Stated task — Reproduce the listing below word for word, omitting the pictures.

>> START Entries provided

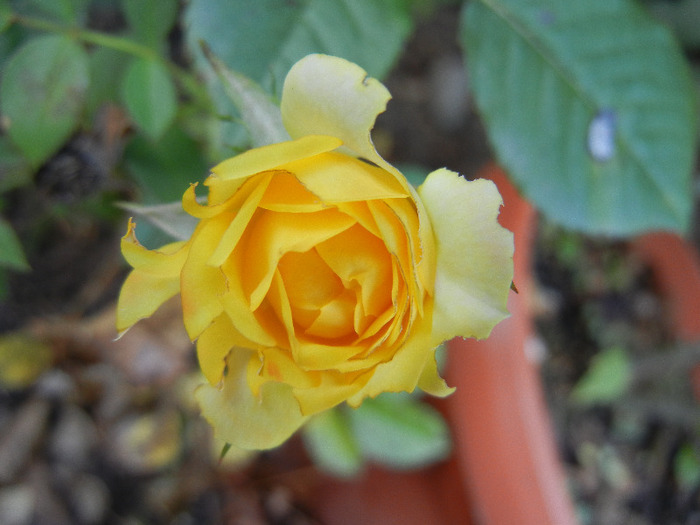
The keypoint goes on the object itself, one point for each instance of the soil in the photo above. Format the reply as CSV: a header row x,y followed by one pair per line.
x,y
84,443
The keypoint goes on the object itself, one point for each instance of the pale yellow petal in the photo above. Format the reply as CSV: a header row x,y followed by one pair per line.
x,y
474,255
202,285
141,295
244,420
431,382
166,261
269,157
336,177
325,95
213,346
335,388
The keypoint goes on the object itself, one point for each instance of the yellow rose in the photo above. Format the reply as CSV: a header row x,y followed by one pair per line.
x,y
317,274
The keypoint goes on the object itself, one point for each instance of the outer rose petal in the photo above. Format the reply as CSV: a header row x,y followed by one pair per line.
x,y
155,271
269,157
474,263
244,420
325,95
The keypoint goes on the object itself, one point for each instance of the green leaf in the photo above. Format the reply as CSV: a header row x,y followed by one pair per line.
x,y
590,108
14,169
151,21
169,218
107,68
11,253
260,115
262,39
6,15
400,432
70,12
330,441
149,96
606,380
166,169
683,16
42,92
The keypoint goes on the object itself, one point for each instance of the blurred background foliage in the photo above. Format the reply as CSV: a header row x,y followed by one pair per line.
x,y
589,106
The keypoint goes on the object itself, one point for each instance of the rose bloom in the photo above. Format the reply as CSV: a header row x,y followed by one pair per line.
x,y
317,274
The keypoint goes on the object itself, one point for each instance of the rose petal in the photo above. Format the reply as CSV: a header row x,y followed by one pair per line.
x,y
244,420
336,177
474,261
403,372
325,95
275,234
269,157
157,271
213,346
335,388
134,304
201,285
166,261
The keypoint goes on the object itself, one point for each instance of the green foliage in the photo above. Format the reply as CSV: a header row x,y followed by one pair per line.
x,y
263,38
606,380
332,444
42,91
589,107
395,430
149,95
11,253
151,21
71,12
259,114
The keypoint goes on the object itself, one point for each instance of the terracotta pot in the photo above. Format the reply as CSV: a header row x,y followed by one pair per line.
x,y
675,264
504,468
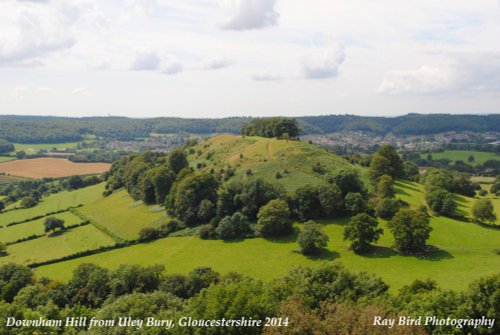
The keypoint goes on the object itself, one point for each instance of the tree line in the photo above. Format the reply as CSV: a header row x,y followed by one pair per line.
x,y
327,299
31,129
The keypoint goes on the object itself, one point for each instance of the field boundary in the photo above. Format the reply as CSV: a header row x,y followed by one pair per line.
x,y
115,237
42,216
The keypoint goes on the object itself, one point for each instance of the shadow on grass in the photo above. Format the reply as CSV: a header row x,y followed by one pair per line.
x,y
435,254
402,192
378,252
407,186
323,255
291,238
486,225
56,233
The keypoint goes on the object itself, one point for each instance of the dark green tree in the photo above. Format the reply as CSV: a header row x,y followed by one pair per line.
x,y
190,193
312,238
234,226
362,230
411,230
483,211
177,160
442,202
355,204
52,224
386,208
274,219
385,187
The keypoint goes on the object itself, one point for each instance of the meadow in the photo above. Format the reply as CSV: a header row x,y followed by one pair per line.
x,y
58,245
294,160
122,216
55,202
463,155
51,168
35,227
466,251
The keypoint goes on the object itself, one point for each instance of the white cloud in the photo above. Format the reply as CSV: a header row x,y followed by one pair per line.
x,y
20,92
171,67
267,76
250,14
462,74
217,63
145,60
43,90
79,91
424,80
32,33
322,63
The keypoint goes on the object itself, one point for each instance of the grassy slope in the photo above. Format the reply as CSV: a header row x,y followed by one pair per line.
x,y
267,156
12,233
467,253
122,215
55,202
454,155
74,240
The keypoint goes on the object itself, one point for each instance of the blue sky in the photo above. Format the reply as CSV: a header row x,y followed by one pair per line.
x,y
217,58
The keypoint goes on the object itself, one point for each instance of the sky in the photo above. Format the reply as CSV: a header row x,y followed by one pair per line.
x,y
220,58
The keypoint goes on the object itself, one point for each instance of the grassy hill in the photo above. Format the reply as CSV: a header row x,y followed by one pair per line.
x,y
121,216
55,202
50,247
467,252
463,155
264,157
35,227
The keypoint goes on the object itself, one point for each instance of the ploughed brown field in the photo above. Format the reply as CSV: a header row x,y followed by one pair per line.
x,y
50,168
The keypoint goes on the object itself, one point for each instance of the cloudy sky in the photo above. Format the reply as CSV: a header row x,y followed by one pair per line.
x,y
217,58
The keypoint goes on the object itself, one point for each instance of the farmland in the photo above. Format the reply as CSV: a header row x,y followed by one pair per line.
x,y
35,227
121,215
50,168
50,247
264,157
55,202
462,246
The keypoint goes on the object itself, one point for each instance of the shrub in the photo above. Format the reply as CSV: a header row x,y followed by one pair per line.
x,y
362,230
312,238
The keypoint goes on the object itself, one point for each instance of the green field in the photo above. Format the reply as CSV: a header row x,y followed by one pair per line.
x,y
12,233
455,155
46,248
467,252
121,215
265,157
55,202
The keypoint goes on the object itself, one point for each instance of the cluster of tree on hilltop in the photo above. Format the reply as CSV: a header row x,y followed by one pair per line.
x,y
5,146
28,129
327,299
220,206
278,127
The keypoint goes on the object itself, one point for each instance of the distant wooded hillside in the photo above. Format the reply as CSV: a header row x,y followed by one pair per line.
x,y
40,129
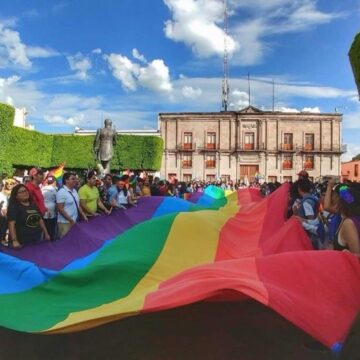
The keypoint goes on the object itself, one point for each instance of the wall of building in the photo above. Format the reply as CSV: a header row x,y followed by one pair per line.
x,y
267,157
350,171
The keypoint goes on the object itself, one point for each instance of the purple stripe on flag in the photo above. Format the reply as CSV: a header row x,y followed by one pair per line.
x,y
194,197
85,238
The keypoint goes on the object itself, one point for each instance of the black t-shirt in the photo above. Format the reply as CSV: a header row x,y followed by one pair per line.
x,y
27,222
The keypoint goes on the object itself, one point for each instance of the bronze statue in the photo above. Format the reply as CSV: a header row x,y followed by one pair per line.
x,y
104,143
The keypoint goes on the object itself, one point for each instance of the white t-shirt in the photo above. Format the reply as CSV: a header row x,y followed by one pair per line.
x,y
3,199
63,196
49,194
308,209
121,199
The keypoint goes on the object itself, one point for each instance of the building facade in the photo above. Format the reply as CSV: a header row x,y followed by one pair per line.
x,y
248,143
350,171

>> END Entries provided

Output for this exercise —
The keypoint goes on the object itself, one point for each instance of the soil in the photo above. Format the reply as CSV: a header row x,y followed by one pair per line.
x,y
84,443
The keypoint goes on the object itself, one point for each instance of the pale yellow petal in the photo above. Format the reply as CSV: a header row x,y followed by one pair per line.
x,y
474,255
202,285
141,295
244,420
431,382
166,261
269,157
336,177
325,95
213,346
335,388
The keypoint goes on the object itself, one point for each instance of the yellow rose in the photo above. Format the reply as CSV: a header row x,y followed by one pair per line.
x,y
317,274
The keypoint goes on the object itself, one point for each instance of the outer rose petal in the photo above. Format the reply as CSV: a header row x,y followed by one pair per line.
x,y
155,271
269,157
474,263
244,420
325,95
The keypoint goes on the object itself, one point for each instance of the green leaf in the photo above. Format the reply as CSV: a header row x,y followed by one pair per line.
x,y
590,108
14,169
151,21
169,218
107,68
11,253
260,115
262,39
6,15
400,432
70,12
330,441
149,96
606,380
166,169
683,16
42,92
The keypoint goes on the object itself, one point for each instance of the blurred background foliage in the photo above. Format the reply as CSV: a header row x,y followed by one pair per line.
x,y
589,106
The keypoint goes on the object itself, one point for each instance of the rose bloom in the photo above. Format the reply as CSV: a header row x,y followed by one pair per line.
x,y
317,274
The keypoint goes on the object itself, one point for each instance of the rose petal in the photo above. Format the reply as CSV: a header row x,y followed by one pair per line.
x,y
244,420
336,177
474,261
403,372
325,95
275,234
269,157
157,271
213,346
335,388
134,304
201,285
166,261
The keypoint goes on the object itself, one point for each instance of the green foliage in the photo above. Format the reply as CSV: a header row x,y followed by one pair per line.
x,y
263,38
606,380
332,444
42,91
589,107
395,430
149,95
11,253
151,21
71,12
259,114
The keypoint goes on the object itself, one point for each instance of the terracotta pot in the photo above. Format the reply as CSV: a header row x,y followed by one pair per line.
x,y
675,264
504,468
The keypoint goes on the object itself, one point for each instance of the tree line in the photo above. Format the reply as CSV: a header row x,y followed by one pair per line.
x,y
327,299
31,129
The keypoint goes on the object itself, one point for each instance of the field boundary in the photo above. Format the reply as CSV: a header row x,y followed by one pair per line.
x,y
115,237
42,216
The keypoint goes on the object itself, one point for each instance of the shadow on grass in the photo above. Format the reply as CSV: a header row x,y followed by one pair per line.
x,y
435,254
402,192
378,252
407,186
323,255
291,238
486,225
56,233
The keypoint goes on the object itself, one point for each instance of the dark green tree in the photo above. Format the reply as CSV: a header row x,y followed by one pair per line.
x,y
190,193
312,238
234,226
362,230
411,230
483,211
177,160
442,202
355,204
52,224
386,208
274,219
385,187
The keypoint goes on the object itself, one point for each instance of the meadow in the photo above. Format the reply as CSV: a header row x,y followed by one pair per line.
x,y
58,245
294,160
122,216
55,202
463,155
51,168
35,227
466,251
The keypoint goes on the object itself, one point for each instance of the white cloud in the photo above. Format the reply as CSV: a header row x,y followed by one pair per line.
x,y
20,92
171,67
267,76
250,14
462,74
217,63
145,60
43,90
79,91
424,80
32,33
322,63
The keypoint goes on the object itself, one point for each instance of the grassy slope in the photo above. Format the reply as CSV: a header row x,y followed by one pair per line.
x,y
267,156
12,233
467,253
122,215
55,202
454,155
74,240
The keypoint goes on the object itself, one point for each instance of the blue sky in the photo above. Format the reply as CSV: a header row x,y followed by one pair per line.
x,y
217,58
The keypoint goes on the object itself, one point for each instance of the sky in the photo above. Format the reply as CSV: a header row x,y followed by one pair per line.
x,y
220,58
The keypoint goes on the object itself, one point for each instance of the grassy hill in the photo above. Format the reply as CSV: a header row x,y followed by one pair per line.
x,y
121,216
55,202
50,247
467,252
463,155
264,157
35,227
The keypoint goes on the object itself, one point for each instance of the ploughed brown field in the photo above. Format the reply as CSV: a header row x,y followed by one pair per line.
x,y
50,168
The keypoint goes on the object itself, one point for each instance of the cloudy sky in the photo above. Format the reply as CSV: a header row x,y followed by one pair per line.
x,y
217,58
The keypoint goes on the object itself, one point for each instance of the farmland in the photo above. Format the reply as CSV: a header row x,y followed by one pair per line.
x,y
35,227
121,215
50,168
50,247
264,157
55,202
462,246
The keypoint goes on the object itself, one point for each instance of the shrub in the photo above. Format the reply as CSV: a header row x,y followed by one pair per line.
x,y
362,230
312,238
The keypoint goes on the object itself, one point for each instance of the green field in the photo above. Format the reply as CSV: a header row x,y followed by one pair per line.
x,y
12,233
455,155
46,248
467,252
121,215
265,157
55,202
The keypoint goes on the object itself, one point for each instance of the cluster of tree on hilltop in the photo above. Format the reply as CSV: a header row x,y followed by one pair per line.
x,y
5,146
28,129
327,299
220,206
278,127
The keypoint goes on the object itself, one point for each instance of the distant wooded hillside in the photo above. Format the reply as CSV: a header row x,y followed by one pair per line.
x,y
40,129
The keypoint goes on the object itself, one point for each instance of the wall of building in the photo above. Format the reply as CSV: a header row x,y followed by one pair per line.
x,y
267,157
350,171
The keypoint goes on the object itself, one point for each instance of the purple stripe on flag in the photo above. Format the reply as CSV: a header row x,y followed by one pair per line.
x,y
194,197
85,238
The keypoint goes on the object itself, one point for each instance of the black t-shirt in the photo above. Format the reply as CSV: a header row x,y followed by one pair per line.
x,y
27,222
The keypoint goes on the object itself, one point for each instance of the bronze statue in the photo above. Format the reply as CSV: a header row x,y followed by one pair per line.
x,y
104,143
The keypoint goes on the object itself, one point for each instance of the white t-shirt in the photo above. Format the reply as CSV: a header row x,y followed by one pair per line.
x,y
3,199
63,196
49,194
308,209
121,199
The keypoint goes on the object itself, one point for each instance of the building facade in the photo above. Format the reply as CSV: a header row x,y followed by one pair per line.
x,y
248,143
350,171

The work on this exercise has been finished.